### PROBLEM REQUIREMENTS
Please restate, exactly, only the lines from the beginning of the listing below through the line containing "Note. One marker is placed on each instance of the small", with the pictures left out.

### RECORDS PROVIDED
============

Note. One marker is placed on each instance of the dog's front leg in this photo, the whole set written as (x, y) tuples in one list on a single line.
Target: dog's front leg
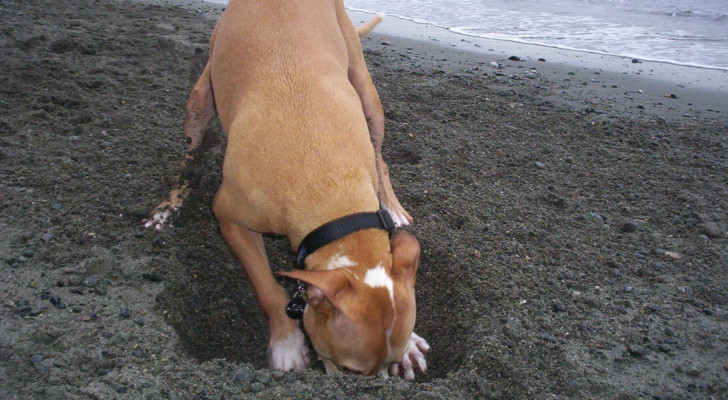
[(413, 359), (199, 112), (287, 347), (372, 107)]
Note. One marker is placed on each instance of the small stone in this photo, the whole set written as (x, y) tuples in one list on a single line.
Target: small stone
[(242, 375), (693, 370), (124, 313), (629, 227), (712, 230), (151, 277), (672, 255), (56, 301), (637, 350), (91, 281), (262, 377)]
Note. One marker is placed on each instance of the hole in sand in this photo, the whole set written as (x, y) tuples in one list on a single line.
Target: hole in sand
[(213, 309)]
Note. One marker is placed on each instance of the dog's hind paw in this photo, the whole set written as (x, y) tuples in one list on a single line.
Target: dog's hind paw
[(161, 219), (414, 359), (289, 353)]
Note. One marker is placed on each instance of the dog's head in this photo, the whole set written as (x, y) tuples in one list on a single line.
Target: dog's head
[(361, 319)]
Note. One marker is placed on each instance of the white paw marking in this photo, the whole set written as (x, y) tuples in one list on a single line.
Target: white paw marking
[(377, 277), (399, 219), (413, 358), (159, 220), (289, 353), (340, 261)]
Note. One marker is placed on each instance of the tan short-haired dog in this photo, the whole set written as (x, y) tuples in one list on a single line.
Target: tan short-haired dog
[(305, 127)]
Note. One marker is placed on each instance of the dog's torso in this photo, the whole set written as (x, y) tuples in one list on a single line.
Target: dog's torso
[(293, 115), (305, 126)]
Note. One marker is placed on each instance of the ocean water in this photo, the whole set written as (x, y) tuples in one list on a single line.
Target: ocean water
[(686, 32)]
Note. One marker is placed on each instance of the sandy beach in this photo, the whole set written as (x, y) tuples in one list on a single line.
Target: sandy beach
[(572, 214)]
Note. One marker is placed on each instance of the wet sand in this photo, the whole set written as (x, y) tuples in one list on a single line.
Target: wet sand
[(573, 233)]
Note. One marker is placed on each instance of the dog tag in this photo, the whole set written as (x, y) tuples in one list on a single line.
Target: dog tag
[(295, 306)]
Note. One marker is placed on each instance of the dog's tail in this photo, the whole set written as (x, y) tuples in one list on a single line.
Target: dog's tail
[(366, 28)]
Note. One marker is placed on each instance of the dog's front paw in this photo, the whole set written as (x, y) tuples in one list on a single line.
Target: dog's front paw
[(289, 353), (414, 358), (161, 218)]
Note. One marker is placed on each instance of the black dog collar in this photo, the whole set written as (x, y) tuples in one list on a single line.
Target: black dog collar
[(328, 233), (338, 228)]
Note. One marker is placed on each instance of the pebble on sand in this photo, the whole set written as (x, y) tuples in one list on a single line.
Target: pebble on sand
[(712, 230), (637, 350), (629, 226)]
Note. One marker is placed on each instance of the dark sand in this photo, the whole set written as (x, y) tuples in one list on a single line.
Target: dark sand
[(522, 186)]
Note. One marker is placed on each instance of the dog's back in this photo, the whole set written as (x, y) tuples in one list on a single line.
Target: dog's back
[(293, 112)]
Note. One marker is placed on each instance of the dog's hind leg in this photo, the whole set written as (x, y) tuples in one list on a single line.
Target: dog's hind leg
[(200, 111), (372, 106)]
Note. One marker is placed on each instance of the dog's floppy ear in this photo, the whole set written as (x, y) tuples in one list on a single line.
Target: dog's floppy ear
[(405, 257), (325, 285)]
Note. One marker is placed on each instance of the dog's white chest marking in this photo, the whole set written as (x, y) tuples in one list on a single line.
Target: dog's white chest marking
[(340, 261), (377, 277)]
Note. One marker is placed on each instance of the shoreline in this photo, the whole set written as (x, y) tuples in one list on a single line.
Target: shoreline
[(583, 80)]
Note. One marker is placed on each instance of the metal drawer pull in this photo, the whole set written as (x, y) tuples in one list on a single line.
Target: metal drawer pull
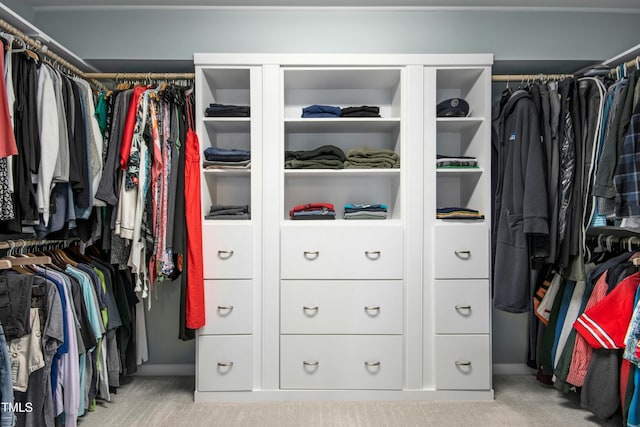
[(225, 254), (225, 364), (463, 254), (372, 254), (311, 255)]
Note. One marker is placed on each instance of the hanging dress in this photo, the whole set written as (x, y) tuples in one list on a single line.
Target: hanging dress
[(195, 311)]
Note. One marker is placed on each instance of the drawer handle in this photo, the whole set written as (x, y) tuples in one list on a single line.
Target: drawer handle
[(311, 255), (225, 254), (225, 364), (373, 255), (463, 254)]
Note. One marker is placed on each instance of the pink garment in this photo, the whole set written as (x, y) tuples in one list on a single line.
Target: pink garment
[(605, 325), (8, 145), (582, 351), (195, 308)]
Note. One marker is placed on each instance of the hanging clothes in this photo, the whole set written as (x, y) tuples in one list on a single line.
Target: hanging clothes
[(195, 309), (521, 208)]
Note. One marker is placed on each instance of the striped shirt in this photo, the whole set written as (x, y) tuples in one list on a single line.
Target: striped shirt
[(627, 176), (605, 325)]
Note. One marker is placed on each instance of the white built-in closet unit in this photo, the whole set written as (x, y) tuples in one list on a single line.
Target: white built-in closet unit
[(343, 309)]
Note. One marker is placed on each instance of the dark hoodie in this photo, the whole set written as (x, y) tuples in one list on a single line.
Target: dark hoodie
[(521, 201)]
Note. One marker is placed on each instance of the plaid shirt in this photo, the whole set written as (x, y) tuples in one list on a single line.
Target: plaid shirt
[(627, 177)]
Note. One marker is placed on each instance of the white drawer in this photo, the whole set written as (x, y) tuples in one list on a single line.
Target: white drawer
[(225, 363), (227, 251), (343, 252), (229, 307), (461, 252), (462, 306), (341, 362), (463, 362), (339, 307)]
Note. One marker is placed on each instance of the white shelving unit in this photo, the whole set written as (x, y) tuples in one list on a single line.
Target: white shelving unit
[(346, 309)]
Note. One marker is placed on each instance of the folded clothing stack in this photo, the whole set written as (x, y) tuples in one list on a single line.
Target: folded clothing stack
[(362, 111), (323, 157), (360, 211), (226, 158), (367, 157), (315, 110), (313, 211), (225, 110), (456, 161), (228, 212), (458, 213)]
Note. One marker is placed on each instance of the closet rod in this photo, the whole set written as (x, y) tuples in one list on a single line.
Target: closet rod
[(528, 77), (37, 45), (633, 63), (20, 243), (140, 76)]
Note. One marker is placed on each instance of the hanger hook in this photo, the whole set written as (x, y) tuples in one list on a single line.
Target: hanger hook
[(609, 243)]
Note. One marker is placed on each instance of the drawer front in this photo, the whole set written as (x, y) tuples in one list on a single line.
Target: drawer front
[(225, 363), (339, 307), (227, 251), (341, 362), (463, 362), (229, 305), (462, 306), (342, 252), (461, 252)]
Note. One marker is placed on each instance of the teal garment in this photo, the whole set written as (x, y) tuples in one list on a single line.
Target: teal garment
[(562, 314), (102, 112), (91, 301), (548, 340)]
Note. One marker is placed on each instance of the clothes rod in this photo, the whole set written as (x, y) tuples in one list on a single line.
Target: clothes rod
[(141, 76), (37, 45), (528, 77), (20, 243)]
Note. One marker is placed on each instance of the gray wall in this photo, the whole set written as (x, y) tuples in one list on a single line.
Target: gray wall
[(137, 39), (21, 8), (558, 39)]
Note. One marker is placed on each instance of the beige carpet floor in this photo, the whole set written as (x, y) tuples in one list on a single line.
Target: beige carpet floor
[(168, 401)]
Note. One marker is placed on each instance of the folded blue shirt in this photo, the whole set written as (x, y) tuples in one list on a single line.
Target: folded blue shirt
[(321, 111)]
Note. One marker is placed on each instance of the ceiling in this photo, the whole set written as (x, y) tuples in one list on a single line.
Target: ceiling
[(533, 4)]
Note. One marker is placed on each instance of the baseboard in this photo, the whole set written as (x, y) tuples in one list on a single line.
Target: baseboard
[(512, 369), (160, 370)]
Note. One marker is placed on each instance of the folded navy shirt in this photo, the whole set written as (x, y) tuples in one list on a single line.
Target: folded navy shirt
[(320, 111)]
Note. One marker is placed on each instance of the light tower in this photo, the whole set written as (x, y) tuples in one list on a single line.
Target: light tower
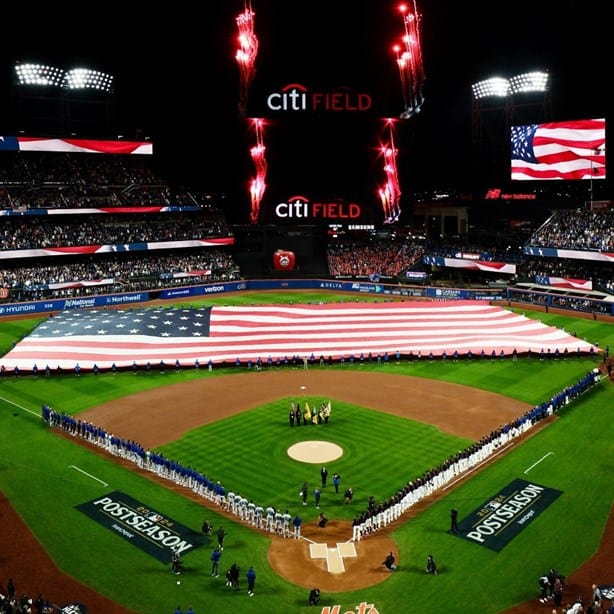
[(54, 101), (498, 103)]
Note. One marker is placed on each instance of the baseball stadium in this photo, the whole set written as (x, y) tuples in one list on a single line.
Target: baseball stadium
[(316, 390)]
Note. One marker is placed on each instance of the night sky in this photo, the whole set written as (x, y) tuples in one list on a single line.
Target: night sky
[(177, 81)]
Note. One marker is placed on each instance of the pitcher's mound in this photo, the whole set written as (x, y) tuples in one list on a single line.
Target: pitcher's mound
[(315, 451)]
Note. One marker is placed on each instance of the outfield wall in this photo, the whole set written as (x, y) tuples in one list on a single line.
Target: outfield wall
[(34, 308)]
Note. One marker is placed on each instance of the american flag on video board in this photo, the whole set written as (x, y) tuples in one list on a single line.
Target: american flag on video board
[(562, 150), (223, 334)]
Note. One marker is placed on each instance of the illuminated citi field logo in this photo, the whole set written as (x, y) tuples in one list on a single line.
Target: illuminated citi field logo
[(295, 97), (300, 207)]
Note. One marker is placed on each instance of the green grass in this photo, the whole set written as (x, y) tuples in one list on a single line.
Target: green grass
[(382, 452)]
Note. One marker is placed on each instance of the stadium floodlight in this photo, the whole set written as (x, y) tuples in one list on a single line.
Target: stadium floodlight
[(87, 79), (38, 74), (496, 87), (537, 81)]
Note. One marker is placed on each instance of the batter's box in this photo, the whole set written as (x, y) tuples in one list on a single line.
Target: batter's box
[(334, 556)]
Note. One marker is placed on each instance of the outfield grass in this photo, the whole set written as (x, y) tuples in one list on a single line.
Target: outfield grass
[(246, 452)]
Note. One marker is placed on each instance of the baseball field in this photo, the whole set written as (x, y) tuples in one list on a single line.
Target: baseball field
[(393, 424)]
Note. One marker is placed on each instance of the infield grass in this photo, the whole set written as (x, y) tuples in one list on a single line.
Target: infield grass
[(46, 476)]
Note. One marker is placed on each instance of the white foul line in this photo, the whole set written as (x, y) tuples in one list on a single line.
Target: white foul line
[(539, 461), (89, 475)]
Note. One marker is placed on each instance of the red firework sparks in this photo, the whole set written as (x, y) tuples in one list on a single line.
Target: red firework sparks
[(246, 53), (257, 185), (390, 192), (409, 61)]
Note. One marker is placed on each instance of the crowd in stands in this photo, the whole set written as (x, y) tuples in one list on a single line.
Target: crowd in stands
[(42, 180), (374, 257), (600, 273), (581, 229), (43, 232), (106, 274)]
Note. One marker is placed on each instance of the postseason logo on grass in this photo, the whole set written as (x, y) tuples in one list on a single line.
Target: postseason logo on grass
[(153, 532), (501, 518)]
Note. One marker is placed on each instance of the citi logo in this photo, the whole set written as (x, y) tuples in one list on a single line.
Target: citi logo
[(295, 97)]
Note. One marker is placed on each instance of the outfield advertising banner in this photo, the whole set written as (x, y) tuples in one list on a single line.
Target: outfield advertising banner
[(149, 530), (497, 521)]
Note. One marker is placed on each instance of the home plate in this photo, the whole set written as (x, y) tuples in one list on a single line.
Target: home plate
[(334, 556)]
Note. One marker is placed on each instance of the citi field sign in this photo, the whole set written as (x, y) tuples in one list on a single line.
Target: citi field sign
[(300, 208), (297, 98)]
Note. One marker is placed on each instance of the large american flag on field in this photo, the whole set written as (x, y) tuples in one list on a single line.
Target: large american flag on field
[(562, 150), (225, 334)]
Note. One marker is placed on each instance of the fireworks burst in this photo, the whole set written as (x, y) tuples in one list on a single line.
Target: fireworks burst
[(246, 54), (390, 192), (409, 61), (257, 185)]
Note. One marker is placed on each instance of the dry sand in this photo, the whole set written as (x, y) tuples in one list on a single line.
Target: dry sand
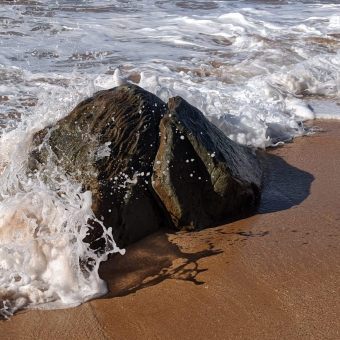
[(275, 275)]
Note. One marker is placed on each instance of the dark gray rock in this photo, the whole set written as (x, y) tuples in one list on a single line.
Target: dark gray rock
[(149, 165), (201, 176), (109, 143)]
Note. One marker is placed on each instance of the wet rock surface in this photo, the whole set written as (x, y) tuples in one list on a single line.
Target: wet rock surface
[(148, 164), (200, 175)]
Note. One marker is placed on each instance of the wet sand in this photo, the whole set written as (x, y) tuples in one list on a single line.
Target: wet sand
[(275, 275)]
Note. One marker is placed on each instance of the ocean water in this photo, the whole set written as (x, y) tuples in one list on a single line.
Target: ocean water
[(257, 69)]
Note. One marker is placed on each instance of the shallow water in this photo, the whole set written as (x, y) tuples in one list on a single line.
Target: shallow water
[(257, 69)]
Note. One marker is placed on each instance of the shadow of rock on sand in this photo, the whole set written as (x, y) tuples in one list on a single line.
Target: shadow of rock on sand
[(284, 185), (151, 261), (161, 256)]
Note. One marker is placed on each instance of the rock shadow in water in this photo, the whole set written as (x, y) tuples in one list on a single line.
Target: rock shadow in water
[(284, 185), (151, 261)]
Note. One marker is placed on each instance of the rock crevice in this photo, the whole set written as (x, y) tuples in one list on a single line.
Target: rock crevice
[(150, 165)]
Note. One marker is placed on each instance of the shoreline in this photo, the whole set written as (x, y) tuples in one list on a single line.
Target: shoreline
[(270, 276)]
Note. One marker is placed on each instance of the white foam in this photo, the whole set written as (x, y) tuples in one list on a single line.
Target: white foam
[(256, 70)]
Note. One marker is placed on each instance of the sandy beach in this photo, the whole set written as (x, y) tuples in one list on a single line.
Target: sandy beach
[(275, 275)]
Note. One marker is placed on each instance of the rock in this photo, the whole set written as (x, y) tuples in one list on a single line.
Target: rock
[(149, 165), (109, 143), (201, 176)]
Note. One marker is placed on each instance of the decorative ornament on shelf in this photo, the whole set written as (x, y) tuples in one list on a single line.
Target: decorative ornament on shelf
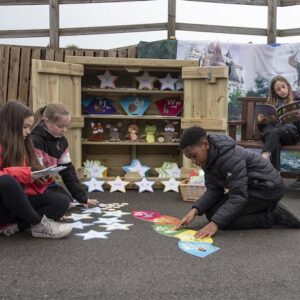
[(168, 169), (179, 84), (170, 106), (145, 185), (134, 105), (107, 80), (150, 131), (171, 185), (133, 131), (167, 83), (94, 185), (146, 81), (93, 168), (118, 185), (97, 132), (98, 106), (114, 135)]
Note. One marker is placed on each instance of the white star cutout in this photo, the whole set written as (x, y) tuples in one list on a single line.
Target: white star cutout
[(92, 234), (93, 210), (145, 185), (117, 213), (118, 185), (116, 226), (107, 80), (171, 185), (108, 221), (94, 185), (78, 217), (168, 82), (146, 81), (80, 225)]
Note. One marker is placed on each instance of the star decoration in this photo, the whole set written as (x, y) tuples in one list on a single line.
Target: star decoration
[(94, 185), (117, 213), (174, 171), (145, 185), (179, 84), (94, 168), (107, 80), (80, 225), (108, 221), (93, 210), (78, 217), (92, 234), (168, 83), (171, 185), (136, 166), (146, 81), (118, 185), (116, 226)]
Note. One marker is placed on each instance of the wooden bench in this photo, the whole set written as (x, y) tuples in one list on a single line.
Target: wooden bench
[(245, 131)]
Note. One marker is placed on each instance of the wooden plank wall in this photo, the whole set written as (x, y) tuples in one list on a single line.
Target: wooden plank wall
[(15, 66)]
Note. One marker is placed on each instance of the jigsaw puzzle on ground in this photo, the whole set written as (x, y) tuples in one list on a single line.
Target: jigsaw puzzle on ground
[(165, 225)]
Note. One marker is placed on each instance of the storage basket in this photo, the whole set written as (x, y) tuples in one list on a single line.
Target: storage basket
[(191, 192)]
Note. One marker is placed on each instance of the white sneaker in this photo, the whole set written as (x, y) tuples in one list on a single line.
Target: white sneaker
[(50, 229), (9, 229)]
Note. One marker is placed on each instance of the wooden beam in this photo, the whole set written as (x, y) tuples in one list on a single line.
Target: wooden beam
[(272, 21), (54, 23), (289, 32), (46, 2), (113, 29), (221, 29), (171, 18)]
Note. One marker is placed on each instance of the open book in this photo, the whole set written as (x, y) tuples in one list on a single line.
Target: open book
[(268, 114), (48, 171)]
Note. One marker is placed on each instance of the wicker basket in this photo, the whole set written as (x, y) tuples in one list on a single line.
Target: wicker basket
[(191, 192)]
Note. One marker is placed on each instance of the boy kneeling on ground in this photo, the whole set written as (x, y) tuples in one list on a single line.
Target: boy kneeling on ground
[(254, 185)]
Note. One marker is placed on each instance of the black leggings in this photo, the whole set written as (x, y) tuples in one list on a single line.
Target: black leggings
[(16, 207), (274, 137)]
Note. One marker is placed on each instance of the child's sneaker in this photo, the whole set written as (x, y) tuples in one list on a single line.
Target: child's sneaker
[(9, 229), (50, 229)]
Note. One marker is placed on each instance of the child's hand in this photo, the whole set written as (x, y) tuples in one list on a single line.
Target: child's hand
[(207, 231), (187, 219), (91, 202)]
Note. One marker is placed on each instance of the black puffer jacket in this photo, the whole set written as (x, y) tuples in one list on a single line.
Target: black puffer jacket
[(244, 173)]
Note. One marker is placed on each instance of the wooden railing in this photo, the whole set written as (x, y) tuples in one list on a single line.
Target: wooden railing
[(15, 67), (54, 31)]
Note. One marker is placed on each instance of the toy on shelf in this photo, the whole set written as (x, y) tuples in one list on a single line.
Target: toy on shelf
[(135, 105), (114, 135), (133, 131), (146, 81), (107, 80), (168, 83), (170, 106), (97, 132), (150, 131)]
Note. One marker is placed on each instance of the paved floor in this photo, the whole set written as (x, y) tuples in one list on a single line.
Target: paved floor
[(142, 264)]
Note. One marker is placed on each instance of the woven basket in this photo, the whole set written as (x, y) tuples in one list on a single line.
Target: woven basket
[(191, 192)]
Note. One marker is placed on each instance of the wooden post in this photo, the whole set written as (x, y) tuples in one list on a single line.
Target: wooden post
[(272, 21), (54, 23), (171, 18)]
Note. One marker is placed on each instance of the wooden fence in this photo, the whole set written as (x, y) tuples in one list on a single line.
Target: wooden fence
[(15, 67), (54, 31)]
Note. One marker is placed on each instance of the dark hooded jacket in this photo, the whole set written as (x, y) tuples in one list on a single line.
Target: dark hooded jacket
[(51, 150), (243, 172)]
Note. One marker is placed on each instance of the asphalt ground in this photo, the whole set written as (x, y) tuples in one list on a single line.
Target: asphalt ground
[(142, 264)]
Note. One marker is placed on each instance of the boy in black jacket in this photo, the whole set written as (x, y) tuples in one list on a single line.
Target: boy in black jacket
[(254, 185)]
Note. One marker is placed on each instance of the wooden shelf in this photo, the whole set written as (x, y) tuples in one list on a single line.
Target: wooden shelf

============

### ANSWER SECTION
Note. One marker is placed on each instance of the dog's front leg in this photo, the whole set written as (x, y) tuples in one list on a single line.
Target: dog's front leg
[(413, 359), (199, 112), (287, 347), (372, 107)]
Note. One marker is placed on each instance of the small stone in this photo, the whole set written as (x, y) tuples in one list on a single line.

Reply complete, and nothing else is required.